## start Given records
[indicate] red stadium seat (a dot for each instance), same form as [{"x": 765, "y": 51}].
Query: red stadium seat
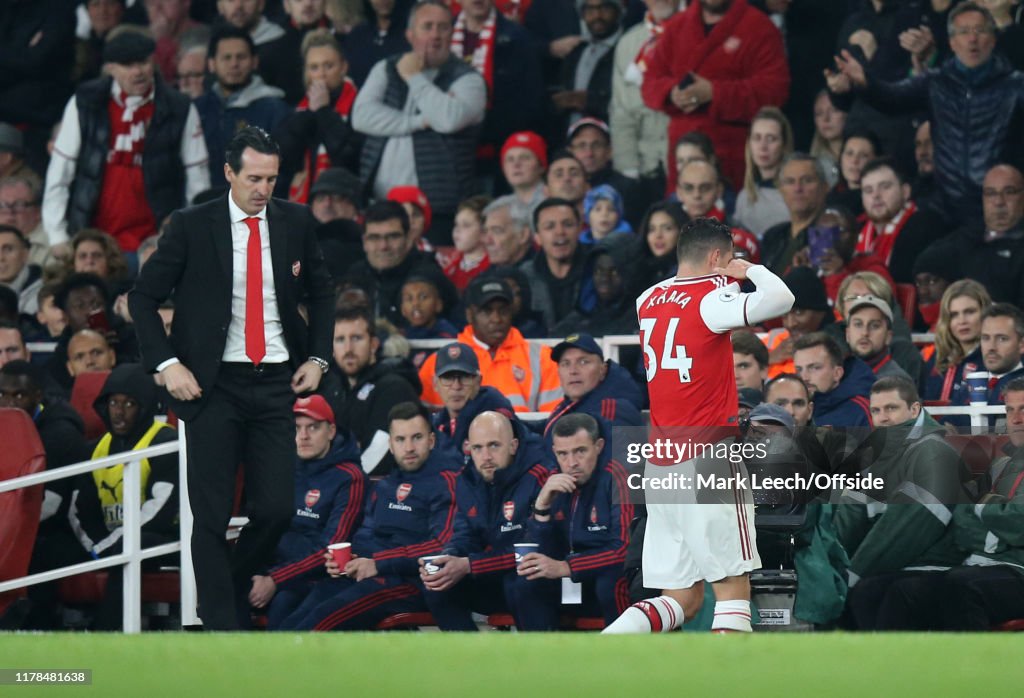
[
  {"x": 906, "y": 297},
  {"x": 404, "y": 621},
  {"x": 22, "y": 454},
  {"x": 83, "y": 394}
]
## end Given records
**Instructions for the task**
Turn every line of the items above into a JSON list of strings, one string per line, skipping blank lines and leaving out the pictures.

**Answer to this task**
[
  "[indicate] red stadium seat (a dot for each instance), same form as [{\"x\": 765, \"y\": 51}].",
  "Query: red stadium seat",
  "[",
  "  {\"x\": 906, \"y\": 297},",
  "  {\"x\": 404, \"y\": 621},",
  "  {\"x\": 22, \"y\": 454},",
  "  {\"x\": 83, \"y\": 394}",
  "]"
]